Brief → Look over the material for the string "cabinet". Copy every line where it turns up.

Information shown →
+ + + + +

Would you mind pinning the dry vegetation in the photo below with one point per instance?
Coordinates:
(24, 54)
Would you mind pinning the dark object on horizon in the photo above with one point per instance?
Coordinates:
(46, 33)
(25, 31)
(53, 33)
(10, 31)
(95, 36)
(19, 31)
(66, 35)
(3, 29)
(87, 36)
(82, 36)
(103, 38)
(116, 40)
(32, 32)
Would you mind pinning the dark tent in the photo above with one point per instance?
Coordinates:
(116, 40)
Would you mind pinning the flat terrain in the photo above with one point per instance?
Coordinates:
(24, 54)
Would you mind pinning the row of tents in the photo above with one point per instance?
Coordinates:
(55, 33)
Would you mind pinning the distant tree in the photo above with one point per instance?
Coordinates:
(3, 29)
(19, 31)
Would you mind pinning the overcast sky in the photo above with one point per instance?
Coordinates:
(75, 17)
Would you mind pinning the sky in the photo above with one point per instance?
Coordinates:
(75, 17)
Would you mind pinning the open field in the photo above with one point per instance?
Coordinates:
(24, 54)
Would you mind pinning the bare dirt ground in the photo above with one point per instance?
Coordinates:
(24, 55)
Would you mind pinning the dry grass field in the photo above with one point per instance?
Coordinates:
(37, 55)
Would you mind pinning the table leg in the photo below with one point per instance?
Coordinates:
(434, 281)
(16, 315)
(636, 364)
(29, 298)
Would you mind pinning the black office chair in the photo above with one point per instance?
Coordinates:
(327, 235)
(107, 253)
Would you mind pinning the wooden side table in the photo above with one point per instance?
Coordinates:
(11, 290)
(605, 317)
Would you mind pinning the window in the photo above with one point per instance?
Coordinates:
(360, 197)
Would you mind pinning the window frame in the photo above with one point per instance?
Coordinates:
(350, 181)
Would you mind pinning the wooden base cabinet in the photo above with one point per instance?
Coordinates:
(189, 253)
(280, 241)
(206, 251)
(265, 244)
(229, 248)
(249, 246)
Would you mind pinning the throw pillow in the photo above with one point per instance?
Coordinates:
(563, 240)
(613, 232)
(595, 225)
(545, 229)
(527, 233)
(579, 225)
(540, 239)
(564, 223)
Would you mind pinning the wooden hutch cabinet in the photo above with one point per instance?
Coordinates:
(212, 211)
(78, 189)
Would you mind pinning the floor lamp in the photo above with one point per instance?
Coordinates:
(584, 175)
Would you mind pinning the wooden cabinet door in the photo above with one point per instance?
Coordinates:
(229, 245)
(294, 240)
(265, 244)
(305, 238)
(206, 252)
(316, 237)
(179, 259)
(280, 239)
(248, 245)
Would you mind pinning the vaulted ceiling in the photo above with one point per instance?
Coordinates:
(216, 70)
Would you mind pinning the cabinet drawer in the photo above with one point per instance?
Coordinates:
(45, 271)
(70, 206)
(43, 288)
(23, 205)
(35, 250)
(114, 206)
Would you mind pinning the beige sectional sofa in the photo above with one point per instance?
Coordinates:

+ + + + +

Response to the exercise →
Would you mind pinning the wooden base cabinet in the photo above with one point per instance?
Would you mind pinning the wooden hutch cabinet in the photo above with one point per instance?
Would you mind pinning the wooden cabinet door in the photo above with one point per instance?
Would you mind pinning the cabinet drawer in the photo above with one point per instance?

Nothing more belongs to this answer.